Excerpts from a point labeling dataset
————

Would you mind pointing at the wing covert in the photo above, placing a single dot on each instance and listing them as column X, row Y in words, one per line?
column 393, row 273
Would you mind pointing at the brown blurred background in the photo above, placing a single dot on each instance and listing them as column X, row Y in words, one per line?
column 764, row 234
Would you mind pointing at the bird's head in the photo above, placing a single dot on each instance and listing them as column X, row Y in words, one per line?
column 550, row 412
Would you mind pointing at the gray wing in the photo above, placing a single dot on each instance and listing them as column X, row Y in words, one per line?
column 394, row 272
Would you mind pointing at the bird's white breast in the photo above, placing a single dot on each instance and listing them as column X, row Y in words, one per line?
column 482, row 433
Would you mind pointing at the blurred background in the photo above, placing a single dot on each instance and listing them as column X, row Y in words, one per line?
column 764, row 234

————

▸ GIVEN EXERCISE
Copy all of the data above word for word, from the first line through the last.

▸ TASK OUTPUT
Would you mind pointing at the wing covert in the photo above, placing a single dot on each instance and listing them as column X, row Y in words, one per line?
column 393, row 273
Would you mind pointing at the brown blurred background in the photo above, placing a single dot on each instance and listing them as column X, row Y in words, one per line?
column 764, row 234
Would you mind pointing at the bird's head in the photo above, placing a single dot on each instance and listing them as column X, row Y in words, one per line?
column 550, row 412
Would you mind pointing at the gray wing in the photo above, placing a single dot on each instance and listing them as column X, row Y in words, one per line?
column 394, row 272
Would you mind pointing at the bird's white breast in the photo above, placing a single dot on each instance and listing them as column X, row Y in words, one per line?
column 482, row 433
Would you mind pointing at the blurred background in the photo above, placing a single dot on each instance and listing them as column X, row Y in words, one per line?
column 764, row 234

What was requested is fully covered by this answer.